- Work instructions -
Restate the full listing word for word and leave the pictures out.

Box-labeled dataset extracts
>>>

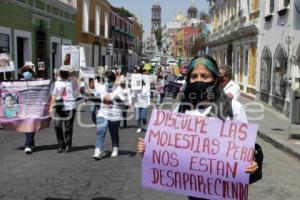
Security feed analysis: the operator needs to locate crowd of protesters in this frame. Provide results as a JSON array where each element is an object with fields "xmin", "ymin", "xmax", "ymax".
[{"xmin": 0, "ymin": 56, "xmax": 261, "ymax": 199}]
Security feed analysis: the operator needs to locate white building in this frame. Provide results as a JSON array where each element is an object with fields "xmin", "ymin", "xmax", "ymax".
[
  {"xmin": 209, "ymin": 0, "xmax": 300, "ymax": 114},
  {"xmin": 162, "ymin": 10, "xmax": 201, "ymax": 55}
]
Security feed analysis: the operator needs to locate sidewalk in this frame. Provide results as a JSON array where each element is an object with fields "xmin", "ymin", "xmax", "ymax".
[{"xmin": 239, "ymin": 96, "xmax": 300, "ymax": 160}]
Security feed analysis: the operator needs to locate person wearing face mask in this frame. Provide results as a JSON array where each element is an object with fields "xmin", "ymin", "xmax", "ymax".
[
  {"xmin": 20, "ymin": 64, "xmax": 35, "ymax": 154},
  {"xmin": 120, "ymin": 76, "xmax": 132, "ymax": 128},
  {"xmin": 49, "ymin": 65, "xmax": 77, "ymax": 153},
  {"xmin": 219, "ymin": 65, "xmax": 241, "ymax": 100},
  {"xmin": 93, "ymin": 71, "xmax": 125, "ymax": 160},
  {"xmin": 134, "ymin": 80, "xmax": 151, "ymax": 133},
  {"xmin": 137, "ymin": 56, "xmax": 262, "ymax": 200}
]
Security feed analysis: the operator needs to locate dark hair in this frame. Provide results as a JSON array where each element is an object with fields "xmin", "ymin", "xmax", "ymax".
[
  {"xmin": 59, "ymin": 70, "xmax": 70, "ymax": 80},
  {"xmin": 21, "ymin": 65, "xmax": 33, "ymax": 74},
  {"xmin": 105, "ymin": 71, "xmax": 116, "ymax": 82},
  {"xmin": 179, "ymin": 55, "xmax": 220, "ymax": 112},
  {"xmin": 186, "ymin": 55, "xmax": 219, "ymax": 86}
]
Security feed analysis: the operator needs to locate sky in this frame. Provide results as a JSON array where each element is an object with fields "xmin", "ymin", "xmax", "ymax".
[{"xmin": 108, "ymin": 0, "xmax": 208, "ymax": 39}]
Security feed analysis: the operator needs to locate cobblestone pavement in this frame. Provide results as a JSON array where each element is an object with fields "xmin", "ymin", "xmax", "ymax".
[{"xmin": 0, "ymin": 105, "xmax": 300, "ymax": 200}]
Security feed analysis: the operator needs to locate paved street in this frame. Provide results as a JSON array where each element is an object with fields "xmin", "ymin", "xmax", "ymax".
[{"xmin": 0, "ymin": 104, "xmax": 300, "ymax": 200}]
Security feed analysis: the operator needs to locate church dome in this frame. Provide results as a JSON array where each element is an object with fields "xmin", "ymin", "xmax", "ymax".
[
  {"xmin": 176, "ymin": 12, "xmax": 184, "ymax": 21},
  {"xmin": 188, "ymin": 1, "xmax": 198, "ymax": 11},
  {"xmin": 152, "ymin": 0, "xmax": 161, "ymax": 9}
]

<<<

- Complete output -
Security feed analysis: the operator needs to locate crowd of protesters in this frame. Provide results as a JSON array where each element is an object with fields "xmin", "ymin", "xmax", "ymax".
[{"xmin": 0, "ymin": 56, "xmax": 261, "ymax": 199}]
Security feed analysis: the operator needs to locate white building in this frame. Provide results as a JSON array where each element is an object with fields "xmin", "ymin", "xmax", "ymax".
[
  {"xmin": 209, "ymin": 0, "xmax": 300, "ymax": 114},
  {"xmin": 162, "ymin": 10, "xmax": 201, "ymax": 55}
]
Security feed analysis: the operator needs to locate sidewalk in this frame. Provide results as a JSON array where each element is an object with fields "xmin", "ymin", "xmax", "ymax".
[{"xmin": 239, "ymin": 96, "xmax": 300, "ymax": 160}]
Security feed analysis: the operator needs to locate person wearing face mask in this frame. Provide results as a JSON array where each element is an object with fields "xmin", "ymin", "xmax", "ymax".
[
  {"xmin": 20, "ymin": 64, "xmax": 35, "ymax": 154},
  {"xmin": 120, "ymin": 76, "xmax": 132, "ymax": 128},
  {"xmin": 49, "ymin": 65, "xmax": 77, "ymax": 153},
  {"xmin": 219, "ymin": 65, "xmax": 241, "ymax": 100},
  {"xmin": 93, "ymin": 71, "xmax": 125, "ymax": 160},
  {"xmin": 134, "ymin": 80, "xmax": 151, "ymax": 133},
  {"xmin": 137, "ymin": 56, "xmax": 262, "ymax": 200}
]
Security feed analysis: the operator needs to locate dark hair in this frame. Provide results as a JSON array where each element is an object with fields "xmin", "ymin", "xmax", "ymax".
[
  {"xmin": 59, "ymin": 70, "xmax": 70, "ymax": 80},
  {"xmin": 21, "ymin": 65, "xmax": 33, "ymax": 74},
  {"xmin": 105, "ymin": 71, "xmax": 116, "ymax": 82},
  {"xmin": 179, "ymin": 55, "xmax": 220, "ymax": 112},
  {"xmin": 186, "ymin": 55, "xmax": 219, "ymax": 86}
]
Security feed analysis: the operator needs to locate sky in this frame. Provide results as a JSON array where each element is an object with fields "xmin", "ymin", "xmax", "ymax".
[{"xmin": 108, "ymin": 0, "xmax": 208, "ymax": 39}]
Security feed analysis: the operator needs to locate cobblestone pavement in this frame. Provide results as a JSON array where each element is an object with fields "xmin", "ymin", "xmax", "ymax".
[{"xmin": 0, "ymin": 105, "xmax": 300, "ymax": 200}]
Security feed analysis: the operator needs to locate paved street in this frame. Provide results as a JSON array where each element is an object with fields "xmin", "ymin", "xmax", "ymax".
[{"xmin": 0, "ymin": 104, "xmax": 300, "ymax": 200}]
Security feed analysis: the operator needs to locate church dome in this frame. Provide results as a JSON array where each element is an object with fields "xmin", "ymin", "xmax", "ymax".
[
  {"xmin": 176, "ymin": 12, "xmax": 184, "ymax": 21},
  {"xmin": 188, "ymin": 1, "xmax": 198, "ymax": 11},
  {"xmin": 152, "ymin": 0, "xmax": 161, "ymax": 9}
]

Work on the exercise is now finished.